Give the rows from the line containing "the cyclist's face." through the end of the rows, inclusive, as a Markdown table with a No column for the running number and a Text column for the line. Leave out any blank lines.

Record list
[Start]

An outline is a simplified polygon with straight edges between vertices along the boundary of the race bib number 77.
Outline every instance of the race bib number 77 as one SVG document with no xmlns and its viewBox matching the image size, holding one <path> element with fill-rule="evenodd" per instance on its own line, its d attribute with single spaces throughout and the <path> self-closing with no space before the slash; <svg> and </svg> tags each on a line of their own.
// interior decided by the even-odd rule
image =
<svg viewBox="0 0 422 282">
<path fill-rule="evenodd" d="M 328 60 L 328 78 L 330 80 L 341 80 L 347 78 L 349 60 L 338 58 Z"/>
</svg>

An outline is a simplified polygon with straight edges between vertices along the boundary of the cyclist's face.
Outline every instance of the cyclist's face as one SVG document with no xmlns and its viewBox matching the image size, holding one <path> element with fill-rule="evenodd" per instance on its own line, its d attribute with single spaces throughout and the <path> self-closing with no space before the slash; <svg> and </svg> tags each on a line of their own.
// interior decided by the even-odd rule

[End]

Result of this exercise
| No | Text |
|---|---|
| 1 | An outline is a simplified polygon with straight edges between vertices along the boundary of the cyclist's face. |
| 2 | Outline every instance of the cyclist's face as one SVG document with no xmlns and its viewBox matching the image size, holding one <path> element with fill-rule="evenodd" per instance on its own line, its d attribute with single spaces throughout and the <path> self-closing with no space before the slash; <svg> and </svg> tags each on a line of their own. |
| 3 | // interior decided by the even-odd rule |